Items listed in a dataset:
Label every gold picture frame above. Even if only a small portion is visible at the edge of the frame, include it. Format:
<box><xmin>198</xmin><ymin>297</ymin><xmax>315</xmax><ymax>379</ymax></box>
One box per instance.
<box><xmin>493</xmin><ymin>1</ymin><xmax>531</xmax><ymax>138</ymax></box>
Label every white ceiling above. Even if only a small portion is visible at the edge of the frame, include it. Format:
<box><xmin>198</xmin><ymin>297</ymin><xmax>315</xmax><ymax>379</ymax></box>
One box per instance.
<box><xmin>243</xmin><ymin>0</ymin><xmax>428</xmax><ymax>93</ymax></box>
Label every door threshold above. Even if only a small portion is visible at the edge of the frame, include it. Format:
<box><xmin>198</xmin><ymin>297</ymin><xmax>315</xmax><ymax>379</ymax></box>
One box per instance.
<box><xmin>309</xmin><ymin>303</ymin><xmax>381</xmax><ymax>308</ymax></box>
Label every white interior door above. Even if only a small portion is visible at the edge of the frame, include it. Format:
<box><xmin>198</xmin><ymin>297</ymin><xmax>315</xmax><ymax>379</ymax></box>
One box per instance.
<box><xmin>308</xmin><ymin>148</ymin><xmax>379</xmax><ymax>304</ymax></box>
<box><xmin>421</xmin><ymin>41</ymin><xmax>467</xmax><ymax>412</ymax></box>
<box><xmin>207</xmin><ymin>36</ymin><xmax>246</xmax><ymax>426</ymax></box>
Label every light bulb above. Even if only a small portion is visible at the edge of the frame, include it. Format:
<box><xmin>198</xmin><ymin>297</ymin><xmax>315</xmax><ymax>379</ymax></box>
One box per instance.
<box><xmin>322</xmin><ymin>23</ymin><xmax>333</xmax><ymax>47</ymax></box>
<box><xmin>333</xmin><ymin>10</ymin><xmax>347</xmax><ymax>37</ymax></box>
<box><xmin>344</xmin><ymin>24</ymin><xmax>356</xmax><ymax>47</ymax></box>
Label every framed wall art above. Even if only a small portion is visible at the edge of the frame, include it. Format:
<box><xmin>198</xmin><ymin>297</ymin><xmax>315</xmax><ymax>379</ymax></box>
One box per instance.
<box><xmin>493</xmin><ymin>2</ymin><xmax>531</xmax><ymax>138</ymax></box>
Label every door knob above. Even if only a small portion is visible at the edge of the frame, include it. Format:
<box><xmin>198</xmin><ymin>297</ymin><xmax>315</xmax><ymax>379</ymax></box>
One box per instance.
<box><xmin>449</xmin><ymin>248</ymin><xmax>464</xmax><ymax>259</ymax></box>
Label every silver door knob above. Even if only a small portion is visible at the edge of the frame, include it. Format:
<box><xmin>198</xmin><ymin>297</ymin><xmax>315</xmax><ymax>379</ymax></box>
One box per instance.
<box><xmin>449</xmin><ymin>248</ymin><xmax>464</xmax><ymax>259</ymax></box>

...

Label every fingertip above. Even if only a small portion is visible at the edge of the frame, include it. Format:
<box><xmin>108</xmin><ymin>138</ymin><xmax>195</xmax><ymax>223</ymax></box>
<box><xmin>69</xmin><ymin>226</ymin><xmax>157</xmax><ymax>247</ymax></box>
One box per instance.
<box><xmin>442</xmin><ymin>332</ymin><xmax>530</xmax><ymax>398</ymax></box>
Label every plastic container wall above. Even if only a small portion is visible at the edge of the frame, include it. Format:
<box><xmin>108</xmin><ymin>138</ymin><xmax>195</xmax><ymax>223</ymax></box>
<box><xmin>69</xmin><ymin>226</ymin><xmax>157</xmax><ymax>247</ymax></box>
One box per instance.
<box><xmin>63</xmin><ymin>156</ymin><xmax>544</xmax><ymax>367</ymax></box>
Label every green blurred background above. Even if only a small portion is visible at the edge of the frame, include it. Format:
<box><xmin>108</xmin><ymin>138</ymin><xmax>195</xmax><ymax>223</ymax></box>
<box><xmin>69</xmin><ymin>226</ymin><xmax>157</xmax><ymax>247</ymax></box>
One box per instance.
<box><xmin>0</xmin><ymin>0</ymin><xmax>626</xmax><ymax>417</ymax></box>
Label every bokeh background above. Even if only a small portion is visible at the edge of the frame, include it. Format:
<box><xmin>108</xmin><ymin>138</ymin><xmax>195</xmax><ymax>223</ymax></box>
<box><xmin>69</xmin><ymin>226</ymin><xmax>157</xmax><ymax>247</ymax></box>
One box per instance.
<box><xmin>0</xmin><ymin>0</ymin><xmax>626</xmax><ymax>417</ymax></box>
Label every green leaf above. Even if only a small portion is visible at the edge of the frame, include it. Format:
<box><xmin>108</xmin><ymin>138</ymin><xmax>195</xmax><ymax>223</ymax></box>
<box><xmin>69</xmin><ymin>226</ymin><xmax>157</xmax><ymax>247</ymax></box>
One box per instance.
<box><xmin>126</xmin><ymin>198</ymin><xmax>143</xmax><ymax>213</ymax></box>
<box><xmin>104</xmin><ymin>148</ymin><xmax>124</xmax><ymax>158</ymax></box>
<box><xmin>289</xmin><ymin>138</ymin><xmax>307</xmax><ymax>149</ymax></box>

__Your instructions__. List every line in the data above that contains the word "background".

__Finished exercise__.
Label every green blurred background above. Even if only a small portion is visible at the edge of the frame, include it. Format:
Label every bokeh background above. Even if only a small portion is visible at the edge of the frame, include it. Format:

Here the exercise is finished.